• To be done
Can you give all the lines below as a JSON list of strings, with one string per line and any blank lines left out?

• Provided data
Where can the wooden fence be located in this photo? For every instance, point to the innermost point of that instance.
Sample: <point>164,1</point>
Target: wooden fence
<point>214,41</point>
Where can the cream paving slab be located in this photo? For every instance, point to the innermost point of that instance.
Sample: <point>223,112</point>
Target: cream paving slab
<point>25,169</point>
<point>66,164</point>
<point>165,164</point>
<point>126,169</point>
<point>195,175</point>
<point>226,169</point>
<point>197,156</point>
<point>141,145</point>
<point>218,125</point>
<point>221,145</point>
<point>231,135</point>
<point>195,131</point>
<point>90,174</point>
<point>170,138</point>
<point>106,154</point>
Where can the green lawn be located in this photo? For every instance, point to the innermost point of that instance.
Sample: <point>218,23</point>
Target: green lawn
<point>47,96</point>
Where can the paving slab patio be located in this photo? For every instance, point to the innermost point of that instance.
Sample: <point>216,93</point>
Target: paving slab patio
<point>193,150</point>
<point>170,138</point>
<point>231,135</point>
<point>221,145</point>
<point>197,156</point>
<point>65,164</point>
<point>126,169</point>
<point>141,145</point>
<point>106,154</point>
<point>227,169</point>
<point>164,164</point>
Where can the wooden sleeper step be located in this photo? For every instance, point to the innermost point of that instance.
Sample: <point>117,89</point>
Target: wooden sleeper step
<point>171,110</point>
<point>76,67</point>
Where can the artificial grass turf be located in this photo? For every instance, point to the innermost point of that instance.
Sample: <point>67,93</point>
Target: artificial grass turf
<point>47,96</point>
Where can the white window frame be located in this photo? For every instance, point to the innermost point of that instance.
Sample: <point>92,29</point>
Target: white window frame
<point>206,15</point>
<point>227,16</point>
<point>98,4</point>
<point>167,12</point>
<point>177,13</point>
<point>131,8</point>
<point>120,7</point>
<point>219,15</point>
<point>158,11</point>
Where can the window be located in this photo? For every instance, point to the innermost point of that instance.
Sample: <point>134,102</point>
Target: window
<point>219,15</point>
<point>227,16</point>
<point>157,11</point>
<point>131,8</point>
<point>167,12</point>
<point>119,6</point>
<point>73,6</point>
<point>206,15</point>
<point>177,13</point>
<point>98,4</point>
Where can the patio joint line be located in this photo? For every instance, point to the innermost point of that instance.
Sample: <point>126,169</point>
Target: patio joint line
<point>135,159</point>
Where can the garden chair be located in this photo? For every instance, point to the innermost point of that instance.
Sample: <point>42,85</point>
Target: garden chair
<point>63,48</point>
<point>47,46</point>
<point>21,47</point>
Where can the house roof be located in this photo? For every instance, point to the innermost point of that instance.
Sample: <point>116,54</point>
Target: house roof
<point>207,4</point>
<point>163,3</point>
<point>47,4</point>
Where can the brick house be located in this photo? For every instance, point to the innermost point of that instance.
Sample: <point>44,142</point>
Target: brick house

• Completed exercise
[
  "Where can the wooden fence be located in this photo? For every instance, point to the innermost point of that instance.",
  "Sample: <point>164,1</point>",
  "Target: wooden fence",
  "<point>214,41</point>",
  "Where can the cream paving slab be located in this photo? For every instance, point to the innermost point of that instance.",
  "Sample: <point>223,112</point>",
  "Target: cream paving slab",
  "<point>25,169</point>",
  "<point>66,164</point>",
  "<point>165,164</point>",
  "<point>126,169</point>",
  "<point>195,175</point>",
  "<point>226,169</point>",
  "<point>197,156</point>",
  "<point>141,145</point>",
  "<point>218,125</point>",
  "<point>221,145</point>",
  "<point>231,135</point>",
  "<point>195,131</point>",
  "<point>90,174</point>",
  "<point>170,138</point>",
  "<point>106,154</point>",
  "Where can the green lawn be located in this photo? For every instance, point to the innermost point of that instance.",
  "Sample: <point>218,23</point>",
  "Target: green lawn",
  "<point>47,96</point>",
  "Where can the paving slab patio be located in this photo? For every instance, point to the innermost point of that instance.",
  "Sample: <point>216,93</point>",
  "Target: paving slab patio",
  "<point>193,150</point>",
  "<point>170,138</point>",
  "<point>231,135</point>",
  "<point>221,145</point>",
  "<point>197,156</point>",
  "<point>65,164</point>",
  "<point>126,169</point>",
  "<point>141,145</point>",
  "<point>106,154</point>",
  "<point>227,169</point>",
  "<point>164,164</point>",
  "Where can the wooden sleeper step be located in this photo? For every instance, point to the innermost point of that instance.",
  "Sample: <point>117,89</point>",
  "Target: wooden sleeper step",
  "<point>171,110</point>",
  "<point>76,67</point>",
  "Where can the artificial grass turf be located in this photo? For every instance, point to the innermost point of that instance.",
  "Sample: <point>67,93</point>",
  "Target: artificial grass turf",
  "<point>47,96</point>",
  "Where can the white window frame be located in this photo? For every instance, point to the innermost point of that instance.",
  "Sample: <point>92,29</point>",
  "Target: white window frame",
  "<point>206,15</point>",
  "<point>227,16</point>",
  "<point>98,4</point>",
  "<point>167,12</point>",
  "<point>177,13</point>",
  "<point>131,8</point>",
  "<point>120,7</point>",
  "<point>219,15</point>",
  "<point>158,11</point>",
  "Where can the window be located in this photo? For every instance, point to the innermost point of that instance.",
  "Sample: <point>134,102</point>",
  "Target: window",
  "<point>219,15</point>",
  "<point>227,16</point>",
  "<point>157,11</point>",
  "<point>131,8</point>",
  "<point>167,12</point>",
  "<point>119,6</point>",
  "<point>73,6</point>",
  "<point>206,15</point>",
  "<point>177,13</point>",
  "<point>98,4</point>",
  "Where can the patio joint line be located in this photo? For every instance, point to the innermost point of that instance.",
  "Sample: <point>126,169</point>",
  "Target: patio joint line",
  "<point>135,159</point>",
  "Where can the garden chair be located in this photo? For every instance, point to the innermost point of that instance.",
  "Sample: <point>42,85</point>",
  "Target: garden chair",
  "<point>63,48</point>",
  "<point>47,46</point>",
  "<point>21,47</point>",
  "Where can the house roof be located in this photo? For every instance, point to the innermost point of that instance.",
  "Sample: <point>116,54</point>",
  "Target: house roof",
  "<point>207,4</point>",
  "<point>163,3</point>",
  "<point>47,4</point>",
  "Where can the brick house be located in this photo? For every instance, point to the innermost point of that instance.",
  "Sample: <point>44,142</point>",
  "Target: brick house"
]